What the exercise asks: If a line in the data below contains "horse", copy it.

Data shown:

- - - -

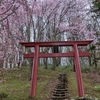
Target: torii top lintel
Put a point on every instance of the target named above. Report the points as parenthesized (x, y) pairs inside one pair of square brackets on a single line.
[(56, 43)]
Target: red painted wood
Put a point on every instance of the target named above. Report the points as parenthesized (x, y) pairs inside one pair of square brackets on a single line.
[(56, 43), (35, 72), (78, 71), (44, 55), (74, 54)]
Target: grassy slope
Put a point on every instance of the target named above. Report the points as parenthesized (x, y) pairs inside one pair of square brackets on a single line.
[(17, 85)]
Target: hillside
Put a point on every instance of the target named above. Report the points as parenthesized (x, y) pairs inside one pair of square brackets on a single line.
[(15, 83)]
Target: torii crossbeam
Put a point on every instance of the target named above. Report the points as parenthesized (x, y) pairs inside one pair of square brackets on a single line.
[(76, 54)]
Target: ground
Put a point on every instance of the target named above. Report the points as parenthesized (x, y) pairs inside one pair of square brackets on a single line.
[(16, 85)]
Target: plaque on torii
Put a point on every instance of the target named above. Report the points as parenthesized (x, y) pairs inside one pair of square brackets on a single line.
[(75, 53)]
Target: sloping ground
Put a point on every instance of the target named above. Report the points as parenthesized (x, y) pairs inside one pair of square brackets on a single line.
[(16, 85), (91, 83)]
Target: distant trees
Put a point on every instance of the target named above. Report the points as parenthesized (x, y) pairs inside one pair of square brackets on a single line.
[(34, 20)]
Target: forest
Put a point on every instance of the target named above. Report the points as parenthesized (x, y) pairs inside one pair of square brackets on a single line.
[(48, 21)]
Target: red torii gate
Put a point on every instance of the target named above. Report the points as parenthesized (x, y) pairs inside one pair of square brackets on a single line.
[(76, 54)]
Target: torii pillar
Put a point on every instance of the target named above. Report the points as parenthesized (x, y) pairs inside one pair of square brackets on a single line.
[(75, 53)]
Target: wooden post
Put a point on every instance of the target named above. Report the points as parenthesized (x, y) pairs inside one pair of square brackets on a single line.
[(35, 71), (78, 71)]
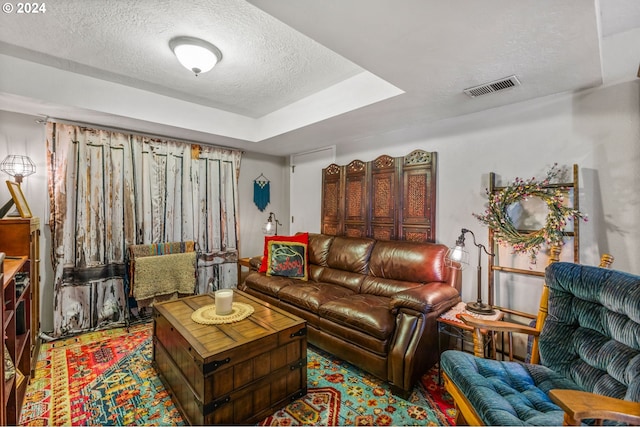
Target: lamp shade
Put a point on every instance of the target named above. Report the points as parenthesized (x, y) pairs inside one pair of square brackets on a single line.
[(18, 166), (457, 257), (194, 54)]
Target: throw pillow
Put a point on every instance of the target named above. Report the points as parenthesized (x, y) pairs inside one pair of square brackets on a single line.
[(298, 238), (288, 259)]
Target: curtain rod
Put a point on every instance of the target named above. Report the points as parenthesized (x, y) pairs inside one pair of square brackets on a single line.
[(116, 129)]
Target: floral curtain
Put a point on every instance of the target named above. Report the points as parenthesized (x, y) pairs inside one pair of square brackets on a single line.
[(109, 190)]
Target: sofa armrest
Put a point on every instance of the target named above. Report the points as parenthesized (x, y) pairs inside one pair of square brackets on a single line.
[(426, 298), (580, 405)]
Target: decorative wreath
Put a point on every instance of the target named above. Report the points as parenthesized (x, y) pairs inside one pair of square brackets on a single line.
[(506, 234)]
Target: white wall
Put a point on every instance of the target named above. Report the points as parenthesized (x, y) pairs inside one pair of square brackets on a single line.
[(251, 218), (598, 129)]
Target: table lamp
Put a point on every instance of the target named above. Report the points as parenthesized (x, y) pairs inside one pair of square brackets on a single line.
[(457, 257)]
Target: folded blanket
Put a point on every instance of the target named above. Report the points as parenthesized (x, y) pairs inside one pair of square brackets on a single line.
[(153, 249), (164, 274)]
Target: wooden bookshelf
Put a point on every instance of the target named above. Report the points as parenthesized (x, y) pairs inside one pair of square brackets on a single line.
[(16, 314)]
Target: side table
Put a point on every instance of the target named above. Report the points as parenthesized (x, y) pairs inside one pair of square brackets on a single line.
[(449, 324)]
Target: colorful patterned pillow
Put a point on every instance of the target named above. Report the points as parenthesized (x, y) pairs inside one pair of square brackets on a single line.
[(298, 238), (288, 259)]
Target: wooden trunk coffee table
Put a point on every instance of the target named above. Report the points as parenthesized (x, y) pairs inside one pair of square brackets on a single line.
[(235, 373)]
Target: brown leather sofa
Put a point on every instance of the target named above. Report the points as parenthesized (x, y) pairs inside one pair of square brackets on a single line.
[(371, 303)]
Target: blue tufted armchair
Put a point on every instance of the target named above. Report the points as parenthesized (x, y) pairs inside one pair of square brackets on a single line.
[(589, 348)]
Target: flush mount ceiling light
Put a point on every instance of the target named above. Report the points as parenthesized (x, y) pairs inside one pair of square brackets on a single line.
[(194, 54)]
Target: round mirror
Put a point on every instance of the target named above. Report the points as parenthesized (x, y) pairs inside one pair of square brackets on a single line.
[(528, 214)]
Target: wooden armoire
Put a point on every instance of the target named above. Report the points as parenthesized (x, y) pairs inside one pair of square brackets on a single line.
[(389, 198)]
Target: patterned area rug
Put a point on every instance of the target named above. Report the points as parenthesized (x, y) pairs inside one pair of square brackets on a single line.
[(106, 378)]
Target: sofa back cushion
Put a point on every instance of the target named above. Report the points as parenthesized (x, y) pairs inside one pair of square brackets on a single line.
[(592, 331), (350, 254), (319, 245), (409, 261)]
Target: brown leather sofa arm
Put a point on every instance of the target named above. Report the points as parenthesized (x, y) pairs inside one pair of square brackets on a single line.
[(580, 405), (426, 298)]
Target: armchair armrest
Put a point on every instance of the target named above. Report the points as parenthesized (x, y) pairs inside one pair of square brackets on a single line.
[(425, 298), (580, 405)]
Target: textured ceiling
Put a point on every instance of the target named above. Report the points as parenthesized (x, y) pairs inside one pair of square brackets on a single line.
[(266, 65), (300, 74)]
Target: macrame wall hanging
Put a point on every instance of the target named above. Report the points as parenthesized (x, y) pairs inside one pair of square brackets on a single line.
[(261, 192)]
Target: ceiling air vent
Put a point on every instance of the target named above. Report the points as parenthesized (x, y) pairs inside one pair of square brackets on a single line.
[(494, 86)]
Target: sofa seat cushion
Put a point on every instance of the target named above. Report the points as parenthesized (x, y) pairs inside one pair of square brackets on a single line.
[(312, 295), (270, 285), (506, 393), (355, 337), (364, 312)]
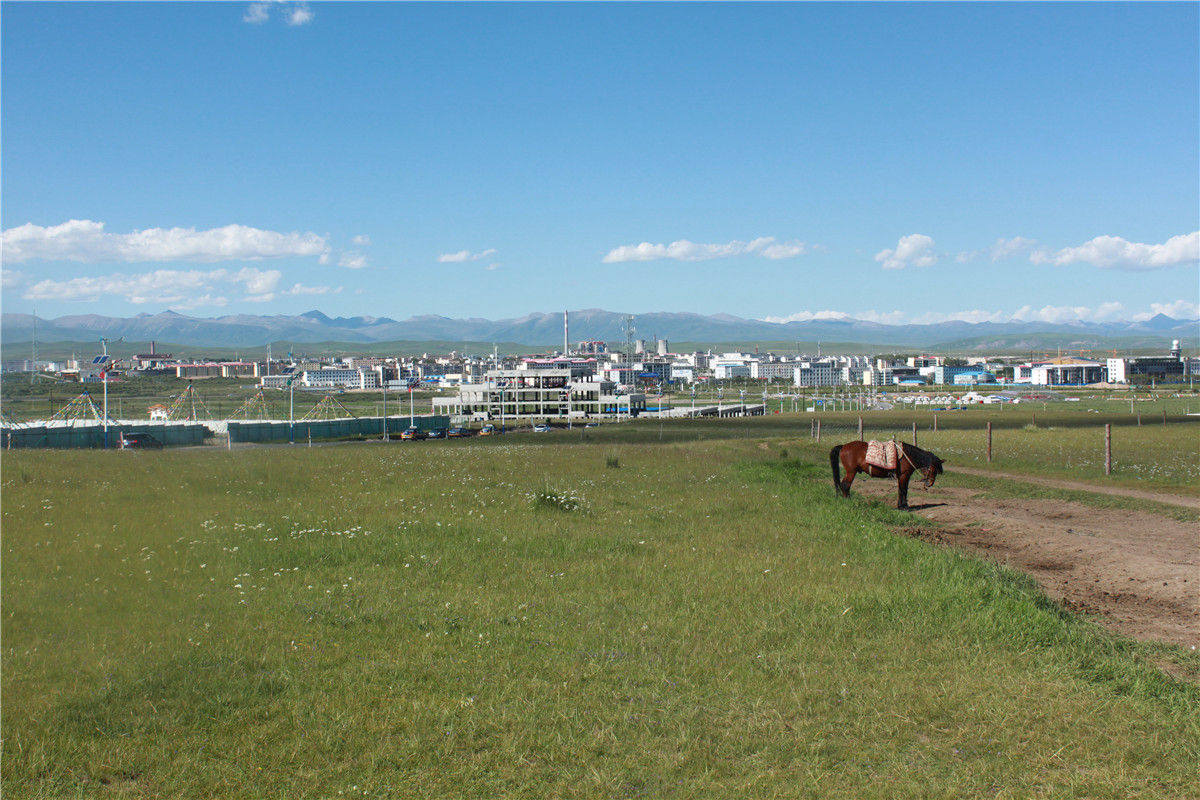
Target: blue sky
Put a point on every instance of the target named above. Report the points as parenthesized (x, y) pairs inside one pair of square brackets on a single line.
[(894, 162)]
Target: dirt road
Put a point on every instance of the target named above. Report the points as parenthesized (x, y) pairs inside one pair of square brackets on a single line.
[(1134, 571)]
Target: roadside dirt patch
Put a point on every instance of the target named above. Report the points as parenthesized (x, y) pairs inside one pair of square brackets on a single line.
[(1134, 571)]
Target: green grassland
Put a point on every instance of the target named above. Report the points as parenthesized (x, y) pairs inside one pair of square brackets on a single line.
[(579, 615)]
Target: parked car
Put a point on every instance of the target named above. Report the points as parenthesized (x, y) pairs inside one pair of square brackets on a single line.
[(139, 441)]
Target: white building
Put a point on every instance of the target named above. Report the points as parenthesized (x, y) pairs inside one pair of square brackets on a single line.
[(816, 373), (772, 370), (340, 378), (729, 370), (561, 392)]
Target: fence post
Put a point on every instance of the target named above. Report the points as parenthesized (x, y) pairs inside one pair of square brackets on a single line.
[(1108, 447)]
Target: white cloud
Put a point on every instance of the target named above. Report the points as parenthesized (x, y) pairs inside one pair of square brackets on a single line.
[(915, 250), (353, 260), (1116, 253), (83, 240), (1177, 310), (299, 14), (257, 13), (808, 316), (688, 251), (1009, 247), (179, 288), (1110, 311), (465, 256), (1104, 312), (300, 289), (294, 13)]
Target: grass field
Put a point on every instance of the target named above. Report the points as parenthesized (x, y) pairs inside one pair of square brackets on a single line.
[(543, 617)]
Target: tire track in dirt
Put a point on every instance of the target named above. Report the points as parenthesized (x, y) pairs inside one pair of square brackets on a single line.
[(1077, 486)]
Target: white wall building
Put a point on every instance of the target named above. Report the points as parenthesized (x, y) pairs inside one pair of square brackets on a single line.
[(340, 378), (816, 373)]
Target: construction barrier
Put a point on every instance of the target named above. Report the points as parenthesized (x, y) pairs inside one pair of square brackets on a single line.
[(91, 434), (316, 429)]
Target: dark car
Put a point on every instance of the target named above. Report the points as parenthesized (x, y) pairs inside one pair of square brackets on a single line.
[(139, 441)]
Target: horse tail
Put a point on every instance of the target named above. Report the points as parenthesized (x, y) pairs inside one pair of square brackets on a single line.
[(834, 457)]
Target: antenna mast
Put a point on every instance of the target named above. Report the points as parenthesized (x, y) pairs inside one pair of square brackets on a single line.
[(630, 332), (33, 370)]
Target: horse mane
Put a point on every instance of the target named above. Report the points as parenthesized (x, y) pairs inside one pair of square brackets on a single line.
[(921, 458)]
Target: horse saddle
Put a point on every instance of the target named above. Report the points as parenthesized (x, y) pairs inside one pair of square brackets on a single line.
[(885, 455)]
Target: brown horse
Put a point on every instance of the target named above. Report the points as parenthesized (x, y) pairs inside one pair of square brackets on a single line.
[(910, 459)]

- - - -

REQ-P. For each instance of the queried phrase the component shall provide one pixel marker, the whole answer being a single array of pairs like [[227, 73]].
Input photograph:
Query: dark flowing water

- - - -

Response to the exercise:
Target: horse tail
Target: horse mane
Target: horse saddle
Target: brown horse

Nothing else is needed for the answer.